# Concorde Travel - bad experience



## ClubMan (6 Mar 2005)

Just to finally note that the travel agent involved in this incident was  based in _Capel Street, Dublin 1_. Notwithstanding the settlement made we will definitely not deal with them again and would not recommend others to do so either based on this experience and their subsequent handling of it. We said as much to them directly too in the course of our lengthy correspondence with them while attempting to gain some redress. We hope to return to _Croatia_ sometime soon but will do so with another tour operator or independently.


----------



## Sherib (7 Mar 2005)

Glad someone got something out of them.  I had a very bad experience with this agency some years ago.  Wouldn't cross the Liffey with them since.  Could say a lot more but won't.  

Would you consider contacting Consumer Affairs?  I got a full refund from Ramada due to their advice.  Deirdre Dolan is legally qualified I believe.  And read of someone in the US getting a full refund even though they had gone on "the holiday".

8)


----------



## ClubMan (7 Mar 2005)

* I had a very bad experience with this agency some years ago.*

Interesting. Booking with them was fine but the problem and how they subsequently dealt with it (or not as was the case for a long time) was unacceptable and betrayed a complete lack of organisation, professionalism and customer care.

*Could say a lot more but won't.*

Any chance that you could?

*Would you consider contacting Consumer Affairs?*

I plan to write a letter of complaint to the _IATA_ since their behaviour was in breach of their code of conduct. I might also write to the _ODCA_ while I'm at it. However from a compensatory point of view I conside the matter closed now.

--- Written exercise 1 ---
For the Concorde Travel thread, say whether each statement agrees with it, answering yes or no and quoting the deciding words: (a) Sherib got a full refund from Ramada; (b) ClubMan had trouble when booking with the agency; (c) ClubMan would recommend the agency to others.
--- Written exercise 2 ---
Please carry the Concorde Travel thread forward from its final post.
The entries play no part in what comes next.

--- Extracted records ---
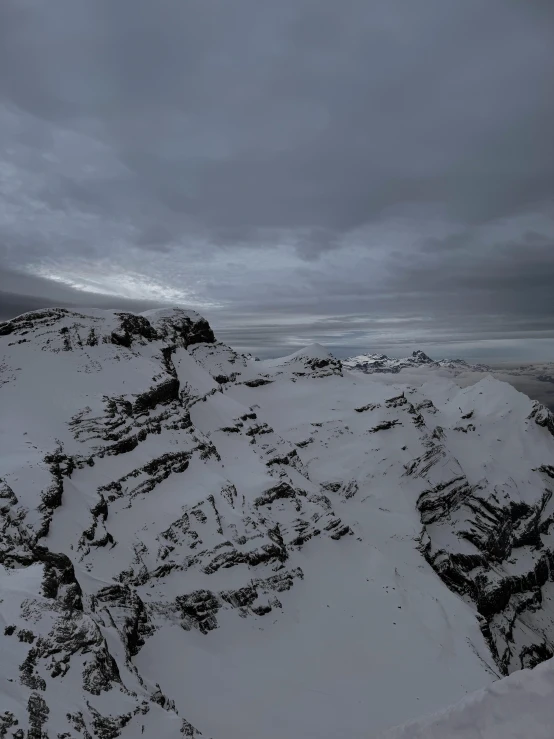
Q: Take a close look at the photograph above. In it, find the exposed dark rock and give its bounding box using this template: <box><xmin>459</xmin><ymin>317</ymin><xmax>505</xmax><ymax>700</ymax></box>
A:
<box><xmin>367</xmin><ymin>419</ymin><xmax>402</xmax><ymax>434</ymax></box>
<box><xmin>175</xmin><ymin>590</ymin><xmax>221</xmax><ymax>634</ymax></box>
<box><xmin>527</xmin><ymin>400</ymin><xmax>554</xmax><ymax>436</ymax></box>
<box><xmin>27</xmin><ymin>693</ymin><xmax>50</xmax><ymax>739</ymax></box>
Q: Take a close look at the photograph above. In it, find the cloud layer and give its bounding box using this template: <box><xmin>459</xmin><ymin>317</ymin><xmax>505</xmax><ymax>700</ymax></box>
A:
<box><xmin>0</xmin><ymin>0</ymin><xmax>554</xmax><ymax>359</ymax></box>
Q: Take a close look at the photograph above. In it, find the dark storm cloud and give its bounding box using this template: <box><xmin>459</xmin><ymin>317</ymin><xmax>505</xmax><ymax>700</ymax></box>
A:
<box><xmin>0</xmin><ymin>0</ymin><xmax>554</xmax><ymax>358</ymax></box>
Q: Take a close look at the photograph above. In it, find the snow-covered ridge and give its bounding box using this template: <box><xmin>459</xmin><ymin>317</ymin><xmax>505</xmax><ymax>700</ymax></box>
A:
<box><xmin>342</xmin><ymin>349</ymin><xmax>491</xmax><ymax>374</ymax></box>
<box><xmin>380</xmin><ymin>660</ymin><xmax>554</xmax><ymax>739</ymax></box>
<box><xmin>0</xmin><ymin>309</ymin><xmax>554</xmax><ymax>739</ymax></box>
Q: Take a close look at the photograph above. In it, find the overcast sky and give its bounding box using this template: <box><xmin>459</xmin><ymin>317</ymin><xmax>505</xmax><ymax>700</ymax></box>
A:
<box><xmin>0</xmin><ymin>0</ymin><xmax>554</xmax><ymax>360</ymax></box>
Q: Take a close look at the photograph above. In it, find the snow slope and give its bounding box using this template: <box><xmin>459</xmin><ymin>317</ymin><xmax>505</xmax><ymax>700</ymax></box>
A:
<box><xmin>0</xmin><ymin>309</ymin><xmax>554</xmax><ymax>739</ymax></box>
<box><xmin>381</xmin><ymin>660</ymin><xmax>554</xmax><ymax>739</ymax></box>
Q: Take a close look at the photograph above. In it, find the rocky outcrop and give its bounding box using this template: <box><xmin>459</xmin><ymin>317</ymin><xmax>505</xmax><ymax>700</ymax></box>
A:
<box><xmin>414</xmin><ymin>444</ymin><xmax>554</xmax><ymax>674</ymax></box>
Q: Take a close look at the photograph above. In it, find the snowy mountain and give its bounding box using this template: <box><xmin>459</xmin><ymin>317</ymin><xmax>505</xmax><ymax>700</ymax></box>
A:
<box><xmin>343</xmin><ymin>349</ymin><xmax>491</xmax><ymax>374</ymax></box>
<box><xmin>0</xmin><ymin>309</ymin><xmax>554</xmax><ymax>739</ymax></box>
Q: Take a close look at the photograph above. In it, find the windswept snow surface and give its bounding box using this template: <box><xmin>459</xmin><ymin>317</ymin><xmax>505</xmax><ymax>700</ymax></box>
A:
<box><xmin>380</xmin><ymin>660</ymin><xmax>554</xmax><ymax>739</ymax></box>
<box><xmin>0</xmin><ymin>309</ymin><xmax>554</xmax><ymax>739</ymax></box>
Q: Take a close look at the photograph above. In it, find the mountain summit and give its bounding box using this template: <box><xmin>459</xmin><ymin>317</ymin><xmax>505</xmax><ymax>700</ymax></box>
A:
<box><xmin>0</xmin><ymin>309</ymin><xmax>554</xmax><ymax>739</ymax></box>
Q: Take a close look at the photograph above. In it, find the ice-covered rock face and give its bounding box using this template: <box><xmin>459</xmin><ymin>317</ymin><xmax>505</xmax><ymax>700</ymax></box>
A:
<box><xmin>343</xmin><ymin>349</ymin><xmax>490</xmax><ymax>374</ymax></box>
<box><xmin>0</xmin><ymin>309</ymin><xmax>554</xmax><ymax>739</ymax></box>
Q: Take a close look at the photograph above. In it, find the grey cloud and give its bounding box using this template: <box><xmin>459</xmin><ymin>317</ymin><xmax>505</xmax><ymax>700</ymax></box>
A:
<box><xmin>0</xmin><ymin>0</ymin><xmax>554</xmax><ymax>362</ymax></box>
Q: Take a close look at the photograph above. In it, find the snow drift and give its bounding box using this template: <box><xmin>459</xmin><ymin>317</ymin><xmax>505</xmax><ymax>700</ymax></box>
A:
<box><xmin>0</xmin><ymin>309</ymin><xmax>554</xmax><ymax>739</ymax></box>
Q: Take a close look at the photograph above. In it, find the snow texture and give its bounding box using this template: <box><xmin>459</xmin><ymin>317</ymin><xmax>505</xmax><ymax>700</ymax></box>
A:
<box><xmin>0</xmin><ymin>309</ymin><xmax>554</xmax><ymax>739</ymax></box>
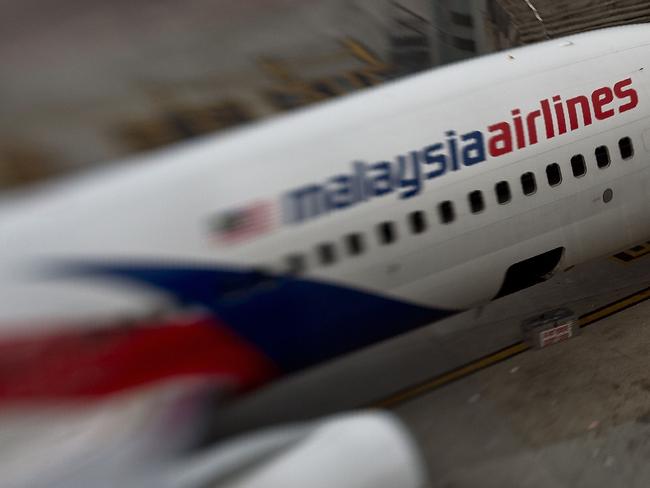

--- Task response 1 ---
(a) Yes: "I got a full refund from Ramada due to their advice."
(b) No: "Booking with them was fine"
(c) No: "would not recommend others to do so either"

--- Task response 2 ---
*I got a full refund from Ramada due to their advice.*

I don't understand - was this a _Concorde_ incident and why did the hotel issue a refund?

*Deirdre Dolan is legally qualified I believe.*

Who is she?

*And read of someone in the US getting a full refund even though they had gone on "the holiday".*

Is this also a _Concorde_ incident?


----------



## Sherib (7 Mar 2005)

1. My experience and feelings were/are exactly the same as yours in the first paragraph.

2. Not a chance!  We don't know who reads here.  But suffice to say the boss is well "in".  I didn't complain about Concorde to anyone.  It was several years ago.  But they're still in business - some must find them OK.  I didn't.  Quite appalling in fact.  

Ms Deirdre Dolan works for Consumer Affairs.  She was the person who I was put on to for advice about Ramada recently.  It was all due to her that I got a full refund ~ €750.  The Ramada people are regularly in the news - have been misleading people for years.  If you care to - look at badbusinessbureau.com. 

It was on that site that I read about people in the US getting a refund for the grossly misleading "holiday" booked through Ramada even though they had been on the holiday.  That's why I thought it might be worthwhile phoning Consumer Affairs.

It's probably too late now since you've got some compensation so perhaps irrelevant comment.  It depends on how badly you feel you were treated.  I've never had a problem with any travel agency except Concorde.

8) 





.


----------



## ClubMan (7 Mar 2005)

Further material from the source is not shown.